**練習問題:**
以下の記録をすべて、一字一句変えずに書き写しなさい。画像は除くこと。

**提示情報:**
□ □ □
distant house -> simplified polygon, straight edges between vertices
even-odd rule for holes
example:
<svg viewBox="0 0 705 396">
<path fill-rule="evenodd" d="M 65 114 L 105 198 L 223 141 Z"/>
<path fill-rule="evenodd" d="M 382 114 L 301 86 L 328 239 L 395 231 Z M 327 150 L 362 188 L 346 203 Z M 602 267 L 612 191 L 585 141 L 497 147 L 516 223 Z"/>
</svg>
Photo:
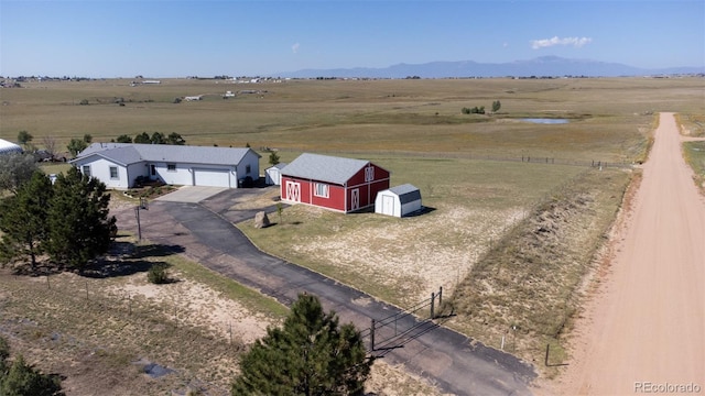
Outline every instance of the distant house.
<svg viewBox="0 0 705 396">
<path fill-rule="evenodd" d="M 22 147 L 7 140 L 0 139 L 0 154 L 22 153 Z"/>
<path fill-rule="evenodd" d="M 302 154 L 281 173 L 286 204 L 307 204 L 340 212 L 375 205 L 377 193 L 389 188 L 390 173 L 369 161 Z"/>
<path fill-rule="evenodd" d="M 133 187 L 138 178 L 237 188 L 259 179 L 259 158 L 251 148 L 94 143 L 69 163 L 109 188 Z"/>
<path fill-rule="evenodd" d="M 399 218 L 421 210 L 421 191 L 410 184 L 380 191 L 375 200 L 376 213 Z"/>
<path fill-rule="evenodd" d="M 285 163 L 279 163 L 264 169 L 264 183 L 267 183 L 268 186 L 281 186 L 281 169 L 284 168 L 284 166 L 286 166 Z"/>
</svg>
□ □ □
**出力全文:**
distant house -> simplified polygon, straight edges between vertices
even-odd rule for holes
example:
<svg viewBox="0 0 705 396">
<path fill-rule="evenodd" d="M 65 114 L 105 198 L 223 141 Z"/>
<path fill-rule="evenodd" d="M 382 114 L 301 86 L 328 239 L 395 231 Z M 327 150 L 362 188 L 346 203 Z M 602 267 L 612 191 L 585 141 L 497 147 L 516 223 Z"/>
</svg>
Photo:
Outline every instance of the distant house.
<svg viewBox="0 0 705 396">
<path fill-rule="evenodd" d="M 22 147 L 7 140 L 0 139 L 0 154 L 22 153 Z"/>
<path fill-rule="evenodd" d="M 302 154 L 281 173 L 286 204 L 307 204 L 340 212 L 375 205 L 377 193 L 389 188 L 390 173 L 369 161 Z"/>
<path fill-rule="evenodd" d="M 133 187 L 138 178 L 237 188 L 259 179 L 259 158 L 251 148 L 94 143 L 69 163 L 109 188 Z"/>
<path fill-rule="evenodd" d="M 399 218 L 421 210 L 421 191 L 410 184 L 380 191 L 375 200 L 376 213 Z"/>
<path fill-rule="evenodd" d="M 285 163 L 279 163 L 264 169 L 264 183 L 267 183 L 268 186 L 281 186 L 281 169 L 284 168 L 284 166 L 286 166 Z"/>
</svg>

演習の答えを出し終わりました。